Gold und Silber auf Höhenflug
08.09.2010 | Eugen Weinberg
Energie
Der WTI-Ölpreis ist gestern weiter unter Druck geraten. Zeitweilig kostete WTI nur noch 72,6 USD je Barrel. Ausschlaggebend hierfür waren eine gestiegene Risikoaversion, ein festerer US-Dollar und die schwachen US-Fundamentaldaten. Der Preisaufschlag von Brent hat sich mittlerweile auf mehr als drei US-Dollar ausgeweitet. Der WTI-Preis dürfte sich in den kommenden Tagen weiter dem unteren Ende der Handelsspanne von 70-80 USD annähern und sich schlechter entwickeln als Brent. Zwar wird für die heute nach Handelsschluss zu veröffentlichenden API-Daten ein Lagerabbau bei Rohöl um 600 Tsd. Barrel erwartet, weil die Importe zurückgehen sollen.
Dies ändert jedoch wenig daran, dass sich die Lagerbestände in den USA auf einem rekordhohen Niveau befinden. Mit dem Ende der Sommerfahrsaison und der bevorstehenden nachfrageschwachen Zeit bis zum Beginn der Heizsaison in zwei Monaten dürften die Lagerbestände in den kommenden Wochen kaum zurückgehen. Die US-Energiebehörde EIA könnte der schwachen Fundamentalsituation in den USA Rechnung tragen und ihre Prognose für die US-Ölnachfrage in ihrem heutigen Monatsbericht nach unten revidieren.
Im August-Bericht sprach die EIA noch davon, dass unter den OECD-Ländern nur die USA einen nennenswerten Zuwachs der Ölnachfrage von 150 Tsd. Barrel pro Tag in diesem und im nächsten Jahr verzeichnen würden. Angesichts der bis zuletzt gestiegenen Lagerbestände und der weitgehend enttäuschend verlaufenen Sommerfahrsaison dürfte dies zu optimistisch sein. Zwar kann es anderswo zu Aufwärtsrevisionen kommen. Insgesamt überwiegt aber das Risiko, dass auch die Prognose für die weltweite Ölnachfrage nach unten revidiert wird. Bislang geht die EIA dank der Nachfrage in den Schwellenländern für 2010 von einem Nachfrageanstieg um 1,6 Mio. Barrel pro Tag aus.

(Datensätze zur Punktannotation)

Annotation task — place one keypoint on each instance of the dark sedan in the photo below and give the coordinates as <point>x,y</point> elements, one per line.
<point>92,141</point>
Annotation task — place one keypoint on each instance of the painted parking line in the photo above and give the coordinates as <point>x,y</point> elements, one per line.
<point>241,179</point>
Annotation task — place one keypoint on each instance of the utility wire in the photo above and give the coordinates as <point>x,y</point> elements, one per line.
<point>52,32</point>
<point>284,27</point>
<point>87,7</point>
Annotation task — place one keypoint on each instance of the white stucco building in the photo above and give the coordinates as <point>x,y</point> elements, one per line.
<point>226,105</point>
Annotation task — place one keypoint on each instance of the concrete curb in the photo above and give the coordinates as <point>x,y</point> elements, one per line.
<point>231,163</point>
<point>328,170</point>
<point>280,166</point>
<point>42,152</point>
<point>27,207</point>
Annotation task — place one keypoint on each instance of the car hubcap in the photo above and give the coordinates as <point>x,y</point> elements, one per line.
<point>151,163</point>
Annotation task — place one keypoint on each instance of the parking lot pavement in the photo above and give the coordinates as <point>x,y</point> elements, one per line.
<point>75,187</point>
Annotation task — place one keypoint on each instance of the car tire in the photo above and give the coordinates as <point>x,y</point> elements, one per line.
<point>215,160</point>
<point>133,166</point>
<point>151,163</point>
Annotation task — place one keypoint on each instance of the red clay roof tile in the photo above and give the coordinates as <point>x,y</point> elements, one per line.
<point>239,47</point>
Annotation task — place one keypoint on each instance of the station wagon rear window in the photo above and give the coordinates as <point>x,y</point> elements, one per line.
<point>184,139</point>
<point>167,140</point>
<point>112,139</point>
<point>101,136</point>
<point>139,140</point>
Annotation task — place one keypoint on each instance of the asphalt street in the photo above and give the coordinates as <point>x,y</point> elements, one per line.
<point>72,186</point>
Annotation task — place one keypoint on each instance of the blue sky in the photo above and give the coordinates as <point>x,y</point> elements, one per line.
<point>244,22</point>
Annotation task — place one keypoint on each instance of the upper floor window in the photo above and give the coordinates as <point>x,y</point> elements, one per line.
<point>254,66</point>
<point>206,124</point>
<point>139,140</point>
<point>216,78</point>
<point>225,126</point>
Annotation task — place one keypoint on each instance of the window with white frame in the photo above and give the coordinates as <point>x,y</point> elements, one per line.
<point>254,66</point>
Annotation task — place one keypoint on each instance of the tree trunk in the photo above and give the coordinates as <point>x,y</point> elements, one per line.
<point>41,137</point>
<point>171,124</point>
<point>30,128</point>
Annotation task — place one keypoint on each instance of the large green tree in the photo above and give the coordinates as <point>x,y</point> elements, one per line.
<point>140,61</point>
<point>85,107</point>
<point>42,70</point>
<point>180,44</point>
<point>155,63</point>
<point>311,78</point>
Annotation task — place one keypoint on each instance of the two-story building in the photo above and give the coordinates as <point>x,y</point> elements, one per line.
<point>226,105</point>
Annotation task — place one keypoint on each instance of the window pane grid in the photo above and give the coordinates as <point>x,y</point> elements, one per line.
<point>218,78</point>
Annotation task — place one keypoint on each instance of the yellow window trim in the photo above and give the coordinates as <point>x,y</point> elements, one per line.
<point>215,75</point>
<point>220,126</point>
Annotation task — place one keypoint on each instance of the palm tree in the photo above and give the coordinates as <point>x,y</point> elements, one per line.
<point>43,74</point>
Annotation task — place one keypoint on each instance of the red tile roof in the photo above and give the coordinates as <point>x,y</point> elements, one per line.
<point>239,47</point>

_Aufgaben und Übungen_:
**a.** Gib im Text zum Ölpreis den Abschnitt zwischen „Dies ändert jedoch“ und „nach unten revidieren.“ einschließlich dieser Stellen wieder. Ersetze darin „Monatsbericht“ durch „Marktbericht“.
**b.** Übertrage diesen Satz aus dem Text zum Ölpreis ins Englische: „Ausschlaggebend hierfür waren eine gestiegene Risikoaversion, ein festerer US-Dollar und die schwachen US-Fundamentaldaten.“
**c.** Setze den Text zum Ölpreis im Anschluss an seinen letzten Satz fort.

_Lösungen_:
**a.**
Dies ändert jedoch wenig daran, dass sich die Lagerbestände in den USA auf einem rekordhohen Niveau befinden. Mit dem Ende der Sommerfahrsaison und der bevorstehenden nachfrageschwachen Zeit bis zum Beginn der Heizsaison in zwei Monaten dürften die Lagerbestände in den kommenden Wochen kaum zurückgehen. Die US-Energiebehörde EIA könnte der schwachen Fundamentalsituation in den USA Rechnung tragen und ihre Prognose für die US-Ölnachfrage in ihrem heutigen Marktbericht nach unten revidieren.

**b.** The decisive factors behind this were increased risk aversion, a firmer US dollar and the weak US fundamentals.

**c.**
Edelmetalle
Der Goldpreis handelt aktuell bei 1.260 USD je Feinunze und somit nur noch fünf USD vom im Juni erreichten Rekordhoch entfernt. Dass der Goldpreis trotz eines festeren US-Dollar weiter steigen konnte, ist als Zeichen relativer Stärke zu werten. Entsprechend kann auch der Goldpreis in Euro kräftig zulegen. Dieser notiert am Morgen nur noch knapp unter der Marke von 1.000 EUR je Feinunze. Es dürfte nur noch eine Frage der Zeit sein, bis diese überwunden wird und Gold in USD gerechnet neue Rekordhochs markiert. Neue Sorgen über das europäische Bankensystem lassen Investoren wieder verstärkt Zuflucht in den sicheren Hafen Gold suchen. Die Gold-ETFs verzeichneten gestern Zuflüsse von knapp 4 Tonnen, wobei sich diese auf die kleineren ETFs konzentrierten. Die Nähe zum Rekordhoch dürfte weitere Anleger anlocken.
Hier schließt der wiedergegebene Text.